Given request =>
Reproduce the whole listing below, character for character, changing nothing.

Given data =>

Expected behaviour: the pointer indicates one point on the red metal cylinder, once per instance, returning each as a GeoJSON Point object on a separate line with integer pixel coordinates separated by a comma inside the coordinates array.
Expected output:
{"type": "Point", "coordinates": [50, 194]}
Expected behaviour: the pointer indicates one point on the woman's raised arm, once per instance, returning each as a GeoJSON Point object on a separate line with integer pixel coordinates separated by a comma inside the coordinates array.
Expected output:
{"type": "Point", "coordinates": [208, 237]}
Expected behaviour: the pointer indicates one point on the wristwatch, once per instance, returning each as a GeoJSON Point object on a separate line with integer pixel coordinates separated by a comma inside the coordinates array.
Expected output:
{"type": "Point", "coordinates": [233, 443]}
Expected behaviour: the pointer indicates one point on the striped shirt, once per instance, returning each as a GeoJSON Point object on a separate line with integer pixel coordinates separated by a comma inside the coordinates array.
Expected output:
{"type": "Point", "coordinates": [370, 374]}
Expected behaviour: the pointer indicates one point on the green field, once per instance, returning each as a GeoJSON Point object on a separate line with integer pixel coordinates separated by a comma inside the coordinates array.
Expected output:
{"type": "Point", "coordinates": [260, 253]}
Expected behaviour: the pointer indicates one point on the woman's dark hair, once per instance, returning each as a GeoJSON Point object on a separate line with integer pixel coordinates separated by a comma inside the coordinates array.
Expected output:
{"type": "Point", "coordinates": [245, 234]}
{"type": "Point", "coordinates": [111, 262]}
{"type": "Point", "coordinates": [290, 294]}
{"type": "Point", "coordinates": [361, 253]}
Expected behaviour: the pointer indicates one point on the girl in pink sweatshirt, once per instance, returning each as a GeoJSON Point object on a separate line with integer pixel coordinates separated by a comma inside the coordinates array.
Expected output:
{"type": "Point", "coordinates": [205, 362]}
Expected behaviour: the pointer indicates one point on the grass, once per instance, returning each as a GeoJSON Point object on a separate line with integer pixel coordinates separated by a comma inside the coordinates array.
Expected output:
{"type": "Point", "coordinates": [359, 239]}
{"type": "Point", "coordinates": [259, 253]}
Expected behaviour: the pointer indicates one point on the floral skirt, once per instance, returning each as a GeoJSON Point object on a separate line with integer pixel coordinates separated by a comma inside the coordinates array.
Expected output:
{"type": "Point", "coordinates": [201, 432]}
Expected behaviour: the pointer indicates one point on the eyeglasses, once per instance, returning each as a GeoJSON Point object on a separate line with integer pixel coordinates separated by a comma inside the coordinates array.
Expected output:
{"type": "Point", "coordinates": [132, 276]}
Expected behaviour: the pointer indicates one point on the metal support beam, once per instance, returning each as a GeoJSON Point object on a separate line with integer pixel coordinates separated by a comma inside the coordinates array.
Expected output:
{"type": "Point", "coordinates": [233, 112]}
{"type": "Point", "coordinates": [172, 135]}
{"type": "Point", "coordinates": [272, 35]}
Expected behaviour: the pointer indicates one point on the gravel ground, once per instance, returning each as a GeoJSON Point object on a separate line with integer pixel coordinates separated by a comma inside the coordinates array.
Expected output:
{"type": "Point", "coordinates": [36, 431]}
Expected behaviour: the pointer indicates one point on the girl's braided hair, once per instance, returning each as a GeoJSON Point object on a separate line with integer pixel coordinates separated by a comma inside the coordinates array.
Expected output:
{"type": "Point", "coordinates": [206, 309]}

Complete response =>
Expected behaviour: the pointer indicates one point on the red metal cylinder, once per instance, returning each as a GeoJSON Point object on a separate line with integer pixel coordinates separated by a comma inside the coordinates array.
Expected output:
{"type": "Point", "coordinates": [50, 194]}
Expected behaviour: the pointer indicates one point on the woman's raised arm, once per instance, returning each as a GeoJSON Point object on a separate line with integer pixel coordinates separated by a comma inside the coordinates array.
Expected output:
{"type": "Point", "coordinates": [208, 237]}
Expected behaviour: the pointer indicates one point on the wristwatch, once per instance, returning each as a GeoJSON Point object on a separate line with integer pixel coordinates separated by a comma inside the coordinates array.
Expected output:
{"type": "Point", "coordinates": [233, 443]}
Expected behaviour: the pointer indicates one point on the striped shirt, once per instance, returning each as a GeoJSON Point object on a separate line with integer pixel coordinates separated by a comma inside the coordinates array.
Expected output:
{"type": "Point", "coordinates": [370, 374]}
Expected behaviour: the pointer indicates one point on the green field, once per instance, returning each as a GeoJSON Point object on a separate line with integer pixel coordinates separated by a comma inside the coordinates array.
Expected output:
{"type": "Point", "coordinates": [260, 253]}
Expected behaviour: the pointer indicates one point on the woman's dark hair, once per instance, returning each as a GeoJSON Point object on a separate line with integer pixel coordinates separated by a comma inside the coordinates array.
Expected output:
{"type": "Point", "coordinates": [245, 234]}
{"type": "Point", "coordinates": [111, 262]}
{"type": "Point", "coordinates": [290, 294]}
{"type": "Point", "coordinates": [361, 253]}
Expected behaviour: the pointer indicates one point on the girl in pink sweatshirt, once per instance, returning each as a GeoJSON Point object on a separate line with integer pixel coordinates separated by a comma inside the coordinates array.
Expected output:
{"type": "Point", "coordinates": [205, 362]}
Expected behaviour: the pointer indicates one point on the grass, once per instance, returning each as a GeoJSON Point object on a separate line with integer pixel coordinates separated by a comma inside the coordinates array.
Expected output:
{"type": "Point", "coordinates": [359, 239]}
{"type": "Point", "coordinates": [259, 253]}
Expected behaviour: the pointer indicates one point on the floral skirt, once per instance, returning each as a GeoJSON Point object on a separate line with integer pixel coordinates separated by a comma inside the coordinates array.
Expected output:
{"type": "Point", "coordinates": [201, 432]}
Expected behaviour: the pointer indicates one point on the eyeglasses, once per instance, returning each as a GeoJSON Point object on a separate line with integer pixel coordinates separated by a comma inside the coordinates array.
Expected output:
{"type": "Point", "coordinates": [132, 276]}
Expected behaviour: the pointer indicates one point on the metal support beam, once per instance, returning each as a GeoJSON Point object on a separate line with integer pixel coordinates separated by a comma inside the coordinates array.
Expected output:
{"type": "Point", "coordinates": [233, 112]}
{"type": "Point", "coordinates": [172, 135]}
{"type": "Point", "coordinates": [272, 35]}
Expected behaviour: the pointer indicates one point on the gravel ground, once per instance, returning each as a GeoJSON Point object on a separate line with integer pixel coordinates separated by a comma inside the coordinates array.
Expected output:
{"type": "Point", "coordinates": [36, 431]}
Expected behaviour: the pointer indicates one point on the girl's braided hair, once per instance, returning each as a GeoJSON Point object on a separate line with integer pixel coordinates separated by a comma inside the coordinates array.
Expected output:
{"type": "Point", "coordinates": [206, 309]}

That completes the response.